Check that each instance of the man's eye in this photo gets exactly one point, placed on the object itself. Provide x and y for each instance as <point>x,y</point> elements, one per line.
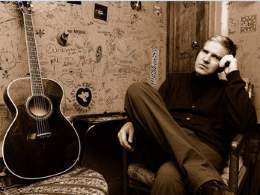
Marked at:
<point>205,51</point>
<point>217,57</point>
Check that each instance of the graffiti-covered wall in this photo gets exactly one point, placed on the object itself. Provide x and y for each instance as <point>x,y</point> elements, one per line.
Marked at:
<point>109,46</point>
<point>244,29</point>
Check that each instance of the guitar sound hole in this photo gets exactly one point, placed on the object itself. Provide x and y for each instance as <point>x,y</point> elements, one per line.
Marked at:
<point>39,106</point>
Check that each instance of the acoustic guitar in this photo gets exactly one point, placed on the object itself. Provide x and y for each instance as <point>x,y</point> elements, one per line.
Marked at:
<point>40,142</point>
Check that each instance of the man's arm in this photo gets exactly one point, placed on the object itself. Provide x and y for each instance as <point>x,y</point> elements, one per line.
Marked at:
<point>126,136</point>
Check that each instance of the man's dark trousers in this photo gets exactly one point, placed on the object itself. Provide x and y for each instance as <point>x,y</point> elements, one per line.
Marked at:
<point>188,156</point>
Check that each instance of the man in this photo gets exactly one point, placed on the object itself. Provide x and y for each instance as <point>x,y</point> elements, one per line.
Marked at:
<point>184,131</point>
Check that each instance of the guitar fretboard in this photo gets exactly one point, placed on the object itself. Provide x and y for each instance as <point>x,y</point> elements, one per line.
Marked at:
<point>35,73</point>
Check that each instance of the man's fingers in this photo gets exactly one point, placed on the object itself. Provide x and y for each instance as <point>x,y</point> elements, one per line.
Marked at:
<point>123,141</point>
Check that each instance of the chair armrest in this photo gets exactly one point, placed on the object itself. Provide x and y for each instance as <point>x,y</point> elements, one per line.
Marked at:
<point>236,143</point>
<point>235,163</point>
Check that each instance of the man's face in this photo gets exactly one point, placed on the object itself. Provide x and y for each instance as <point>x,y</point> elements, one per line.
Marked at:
<point>207,61</point>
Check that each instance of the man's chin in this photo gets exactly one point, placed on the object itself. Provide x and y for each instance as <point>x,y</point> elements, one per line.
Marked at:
<point>200,72</point>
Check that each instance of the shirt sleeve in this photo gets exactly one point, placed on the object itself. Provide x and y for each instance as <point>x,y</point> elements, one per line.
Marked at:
<point>240,110</point>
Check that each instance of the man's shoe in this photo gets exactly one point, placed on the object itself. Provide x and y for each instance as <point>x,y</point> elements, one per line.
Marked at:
<point>213,187</point>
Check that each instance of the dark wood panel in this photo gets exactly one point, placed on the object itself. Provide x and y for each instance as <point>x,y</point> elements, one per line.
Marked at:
<point>188,22</point>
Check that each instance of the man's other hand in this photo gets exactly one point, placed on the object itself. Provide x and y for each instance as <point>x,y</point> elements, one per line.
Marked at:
<point>126,135</point>
<point>232,66</point>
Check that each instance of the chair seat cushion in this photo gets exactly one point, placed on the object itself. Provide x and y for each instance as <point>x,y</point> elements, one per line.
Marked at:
<point>141,174</point>
<point>81,181</point>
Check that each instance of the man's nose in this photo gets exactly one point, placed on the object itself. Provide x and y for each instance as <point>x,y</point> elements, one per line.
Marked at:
<point>206,58</point>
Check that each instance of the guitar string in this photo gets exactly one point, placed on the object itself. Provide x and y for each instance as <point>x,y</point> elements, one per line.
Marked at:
<point>39,103</point>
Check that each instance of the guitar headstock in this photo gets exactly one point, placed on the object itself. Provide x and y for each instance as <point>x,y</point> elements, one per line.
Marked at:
<point>25,6</point>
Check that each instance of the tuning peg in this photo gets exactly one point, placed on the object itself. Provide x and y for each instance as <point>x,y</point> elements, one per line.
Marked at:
<point>62,38</point>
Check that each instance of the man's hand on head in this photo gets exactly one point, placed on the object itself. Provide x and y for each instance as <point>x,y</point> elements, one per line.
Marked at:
<point>232,64</point>
<point>126,136</point>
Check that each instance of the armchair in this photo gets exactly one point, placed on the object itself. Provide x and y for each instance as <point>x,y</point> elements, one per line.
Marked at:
<point>137,179</point>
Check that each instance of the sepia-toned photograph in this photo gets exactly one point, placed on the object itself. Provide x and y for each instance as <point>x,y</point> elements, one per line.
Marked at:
<point>130,97</point>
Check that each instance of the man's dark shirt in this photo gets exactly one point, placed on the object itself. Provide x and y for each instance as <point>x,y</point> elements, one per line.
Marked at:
<point>214,109</point>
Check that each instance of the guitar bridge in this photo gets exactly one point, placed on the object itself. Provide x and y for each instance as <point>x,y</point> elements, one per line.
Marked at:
<point>34,136</point>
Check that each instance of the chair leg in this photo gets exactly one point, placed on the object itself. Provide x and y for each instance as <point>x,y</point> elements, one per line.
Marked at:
<point>124,174</point>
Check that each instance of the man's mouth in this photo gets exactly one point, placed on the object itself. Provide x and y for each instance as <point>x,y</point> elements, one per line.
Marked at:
<point>203,66</point>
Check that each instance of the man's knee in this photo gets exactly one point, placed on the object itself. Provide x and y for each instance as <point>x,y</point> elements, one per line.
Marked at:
<point>168,180</point>
<point>136,89</point>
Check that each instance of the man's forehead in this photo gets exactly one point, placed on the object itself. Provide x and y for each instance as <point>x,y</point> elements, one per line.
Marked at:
<point>215,47</point>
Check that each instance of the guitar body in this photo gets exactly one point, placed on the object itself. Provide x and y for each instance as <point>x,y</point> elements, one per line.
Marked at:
<point>40,142</point>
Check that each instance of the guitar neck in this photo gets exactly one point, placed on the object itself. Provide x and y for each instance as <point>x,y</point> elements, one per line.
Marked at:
<point>35,73</point>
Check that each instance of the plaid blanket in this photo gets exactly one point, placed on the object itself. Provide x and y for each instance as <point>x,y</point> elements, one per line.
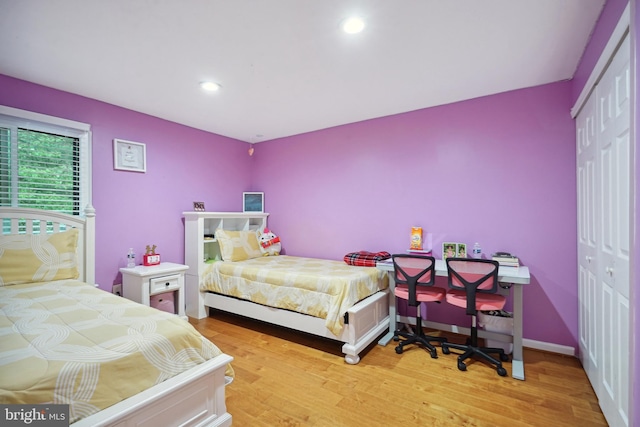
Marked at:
<point>365,259</point>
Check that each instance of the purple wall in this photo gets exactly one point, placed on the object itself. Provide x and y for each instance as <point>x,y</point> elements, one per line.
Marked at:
<point>498,170</point>
<point>136,209</point>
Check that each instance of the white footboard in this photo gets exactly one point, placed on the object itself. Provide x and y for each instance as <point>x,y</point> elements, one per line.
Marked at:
<point>194,398</point>
<point>368,319</point>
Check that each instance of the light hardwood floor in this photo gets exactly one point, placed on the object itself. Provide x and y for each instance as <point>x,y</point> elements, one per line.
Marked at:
<point>286,378</point>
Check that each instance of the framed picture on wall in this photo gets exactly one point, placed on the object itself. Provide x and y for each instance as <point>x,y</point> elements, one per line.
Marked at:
<point>129,156</point>
<point>252,202</point>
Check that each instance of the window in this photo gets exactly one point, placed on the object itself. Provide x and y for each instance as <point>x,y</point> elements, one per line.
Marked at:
<point>44,162</point>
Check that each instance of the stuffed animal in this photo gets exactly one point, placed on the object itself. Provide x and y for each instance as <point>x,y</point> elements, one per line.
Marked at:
<point>269,242</point>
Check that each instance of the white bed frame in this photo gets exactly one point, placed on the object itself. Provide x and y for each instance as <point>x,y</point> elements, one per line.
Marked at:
<point>367,319</point>
<point>193,398</point>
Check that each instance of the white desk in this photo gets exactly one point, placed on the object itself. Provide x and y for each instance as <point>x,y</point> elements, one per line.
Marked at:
<point>507,276</point>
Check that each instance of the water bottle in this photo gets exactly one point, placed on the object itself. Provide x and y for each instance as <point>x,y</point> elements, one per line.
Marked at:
<point>131,258</point>
<point>477,251</point>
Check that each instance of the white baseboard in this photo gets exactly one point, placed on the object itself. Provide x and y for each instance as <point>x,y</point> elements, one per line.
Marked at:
<point>550,347</point>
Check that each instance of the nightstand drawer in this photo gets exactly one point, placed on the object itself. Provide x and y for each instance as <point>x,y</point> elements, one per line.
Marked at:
<point>158,285</point>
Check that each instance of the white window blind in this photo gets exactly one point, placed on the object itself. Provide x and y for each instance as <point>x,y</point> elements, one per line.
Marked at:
<point>44,162</point>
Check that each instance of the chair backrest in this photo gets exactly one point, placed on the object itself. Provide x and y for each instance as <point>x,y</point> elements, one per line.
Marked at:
<point>473,276</point>
<point>413,271</point>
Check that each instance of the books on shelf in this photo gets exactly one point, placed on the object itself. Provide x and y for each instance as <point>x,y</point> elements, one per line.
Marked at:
<point>506,260</point>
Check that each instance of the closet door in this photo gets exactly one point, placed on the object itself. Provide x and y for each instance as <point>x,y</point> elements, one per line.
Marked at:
<point>614,180</point>
<point>589,328</point>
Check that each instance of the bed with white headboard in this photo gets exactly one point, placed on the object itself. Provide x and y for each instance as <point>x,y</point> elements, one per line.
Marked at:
<point>100,340</point>
<point>326,298</point>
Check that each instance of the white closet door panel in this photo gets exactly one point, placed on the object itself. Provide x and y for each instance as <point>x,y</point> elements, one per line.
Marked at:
<point>614,166</point>
<point>589,332</point>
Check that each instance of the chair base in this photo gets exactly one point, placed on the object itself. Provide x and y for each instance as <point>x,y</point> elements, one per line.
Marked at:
<point>482,352</point>
<point>419,338</point>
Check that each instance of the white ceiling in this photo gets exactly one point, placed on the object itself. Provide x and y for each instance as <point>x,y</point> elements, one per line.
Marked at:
<point>285,66</point>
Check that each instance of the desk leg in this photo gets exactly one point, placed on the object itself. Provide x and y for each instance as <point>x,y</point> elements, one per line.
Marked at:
<point>517,365</point>
<point>392,312</point>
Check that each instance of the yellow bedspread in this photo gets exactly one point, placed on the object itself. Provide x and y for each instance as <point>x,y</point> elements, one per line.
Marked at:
<point>320,288</point>
<point>66,342</point>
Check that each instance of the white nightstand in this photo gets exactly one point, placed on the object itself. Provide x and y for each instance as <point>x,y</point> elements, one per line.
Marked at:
==*==
→ What this task involves
Replace "stuffed animal" with "plush toy" in the entries from the line with "Check that each instance of the light" to the line with "<point>193,398</point>", and write out only those lines again with everything else left as it is.

→ Task result
Check that each instance of the light hardwood floor in this photo gets exactly one point, placed on the object itself. Provide x and y for each instance as <point>x,y</point> elements, one per line.
Marked at:
<point>286,378</point>
Check that each instance of the framed picture on wall in this photo gets exactly one point, placed on the object itself. Provide x and y for each instance as <point>x,y</point> elements, one per line.
Marked at:
<point>129,156</point>
<point>252,202</point>
Check that each instance of the window in this photo gets exactly one point, placed on the object itself. Provide x and y for each instance as <point>x,y</point> elements, one per line.
Marked at:
<point>44,162</point>
Check that each instance of the plush toy in this photo gets exactly one point, placed on the object itself. Provide x and y for each instance as <point>x,y</point> elements, one per line.
Marked at:
<point>269,242</point>
Check that each instance of the white bed frame in this photo gets exactly one point, placed on the object itself. Provide x and y for each instance as <point>x,y</point> elements, one per line.
Marked at:
<point>367,319</point>
<point>193,398</point>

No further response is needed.